Start of Text for analysis

Monday, January 26, 2026

Poets and Final Farewells

Mr Commonsense @fopminui

In the Netherlands, when a person dies with no family or friends to attend the funeral, the ceremony is not left to silence. A civil servant is present, representing the community. And beside them stands a poet.

The idea was born to prevent the final farewell from becoming a purely bureaucratic act. The poet receives the few available details: a name, a date, perhaps a job, an address—sometimes only a single, minimal fact. From these fragments, a text is written especially for that life.

During the ceremony, the poem is read aloud. It does not celebrate achievements, nor does it invent affections. It carefully gathers what remains. It turns an anonymous goodbye into a human gesture.

It is not a grand public ritual. It is something simple, almost invisible. Yet in that moment, the deceased is no longer alone. Someone speaks their name. Someone acknowledges them. And perhaps this is the deepest meaning of the initiative: to remind us that a life, even when it ends in silence, deserves to be farewelled by a voice.

 I was the presider of at least 500 funeral and memorial services through my decades of ministry. Some of them were huge, attended by hundreds of people to the point of "standing room only." Others were quite small, including one where I recruited congregation members to attend for a lovely shy man who had no living family or friends. There were a few of almost runaway emotion,  including anger, and others that were so emotionless that a chill came over the space. I've conducted only a few services in retirement including the recent memorial for a neighbout in his 20s who died following a drug overdose. 

I do feel that every life should be honoured, if possible, and I've noted a number of times before in this blog that I'm unsettled so many lives are going unrecognized or mourned in a communal way, especially post-COVID pandemic. 

I was quite taken by the description, above, of the funeral practice for those who would otherwise go unmourned with a poem for the deceased. The phrase: "It turns an anonymous goodbye into a human gesture" is particularly meaningful. 

Do we need a Funeral Poets Farewell Society? Maybe.

End of Text for analysis
Start of Data extracts

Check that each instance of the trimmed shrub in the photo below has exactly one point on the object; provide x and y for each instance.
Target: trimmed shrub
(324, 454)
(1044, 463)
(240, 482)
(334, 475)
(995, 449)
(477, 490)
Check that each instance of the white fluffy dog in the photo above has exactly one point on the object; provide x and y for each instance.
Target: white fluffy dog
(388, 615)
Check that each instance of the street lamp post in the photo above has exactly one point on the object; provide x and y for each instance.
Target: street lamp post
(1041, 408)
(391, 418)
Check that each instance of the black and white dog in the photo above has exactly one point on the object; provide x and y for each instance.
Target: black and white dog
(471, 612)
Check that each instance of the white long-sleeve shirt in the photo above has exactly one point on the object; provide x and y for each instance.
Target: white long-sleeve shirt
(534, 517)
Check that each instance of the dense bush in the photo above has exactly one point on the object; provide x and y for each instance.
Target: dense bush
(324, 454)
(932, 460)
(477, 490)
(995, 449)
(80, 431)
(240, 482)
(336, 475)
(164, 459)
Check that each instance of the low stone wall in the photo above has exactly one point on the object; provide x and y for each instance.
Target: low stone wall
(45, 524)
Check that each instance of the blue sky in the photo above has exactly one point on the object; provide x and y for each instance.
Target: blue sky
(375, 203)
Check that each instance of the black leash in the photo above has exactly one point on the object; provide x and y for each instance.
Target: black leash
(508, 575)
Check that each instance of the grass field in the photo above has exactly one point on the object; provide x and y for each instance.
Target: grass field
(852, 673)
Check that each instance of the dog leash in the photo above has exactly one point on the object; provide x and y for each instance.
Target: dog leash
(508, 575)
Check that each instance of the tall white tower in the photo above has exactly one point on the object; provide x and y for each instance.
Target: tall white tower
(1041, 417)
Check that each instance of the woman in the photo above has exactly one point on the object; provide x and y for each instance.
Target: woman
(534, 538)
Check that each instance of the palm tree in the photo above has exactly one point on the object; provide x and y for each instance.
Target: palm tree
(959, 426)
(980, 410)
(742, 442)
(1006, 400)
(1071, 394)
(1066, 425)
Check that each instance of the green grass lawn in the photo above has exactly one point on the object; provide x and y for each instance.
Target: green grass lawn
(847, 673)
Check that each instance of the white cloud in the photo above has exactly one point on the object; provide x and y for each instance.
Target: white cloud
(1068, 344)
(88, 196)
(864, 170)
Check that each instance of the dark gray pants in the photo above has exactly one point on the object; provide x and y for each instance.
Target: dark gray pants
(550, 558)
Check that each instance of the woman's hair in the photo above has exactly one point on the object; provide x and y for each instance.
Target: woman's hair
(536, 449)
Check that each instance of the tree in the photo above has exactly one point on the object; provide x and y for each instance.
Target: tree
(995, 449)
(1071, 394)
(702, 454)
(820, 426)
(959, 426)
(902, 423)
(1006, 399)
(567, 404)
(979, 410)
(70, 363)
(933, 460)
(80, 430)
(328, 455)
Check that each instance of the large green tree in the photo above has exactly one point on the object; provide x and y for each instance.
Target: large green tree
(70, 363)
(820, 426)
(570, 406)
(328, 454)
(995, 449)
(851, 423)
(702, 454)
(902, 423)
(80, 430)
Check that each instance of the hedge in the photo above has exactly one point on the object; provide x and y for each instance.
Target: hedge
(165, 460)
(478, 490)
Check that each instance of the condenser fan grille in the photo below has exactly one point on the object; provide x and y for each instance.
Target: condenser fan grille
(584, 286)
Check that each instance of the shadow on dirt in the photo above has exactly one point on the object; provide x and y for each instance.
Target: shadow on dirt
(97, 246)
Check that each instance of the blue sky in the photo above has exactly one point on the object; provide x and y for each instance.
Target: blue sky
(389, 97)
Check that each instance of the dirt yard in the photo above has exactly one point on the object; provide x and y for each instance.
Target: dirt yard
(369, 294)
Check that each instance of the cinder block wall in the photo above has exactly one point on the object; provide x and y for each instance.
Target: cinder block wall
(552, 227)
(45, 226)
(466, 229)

End of Data extracts

» Exercise details
From the post on funeral poets above the records, reproduce word for word the passage that opens with the words containing "I was the presider" and closes with "especially post-COVID pandemic.".

» Solution to the exercise
I was the presider of at least 500 funeral and memorial services through my decades of ministry. Some of them were huge, attended by hundreds of people to the point of "standing room only." Others were quite small, including one where I recruited congregation members to attend for a lovely shy man who had no living family or friends. There were a few of almost runaway emotion,  including anger, and others that were so emotionless that a chill came over the space. I've conducted only a few services in retirement including the recent memorial for a neighbout in his 20s who died following a drug overdose. 

I do feel that every life should be honoured, if possible, and I've noted a number of times before in this blog that I'm unsettled so many lives are going unrecognized or mourned in a communal way, especially post-COVID pandemic.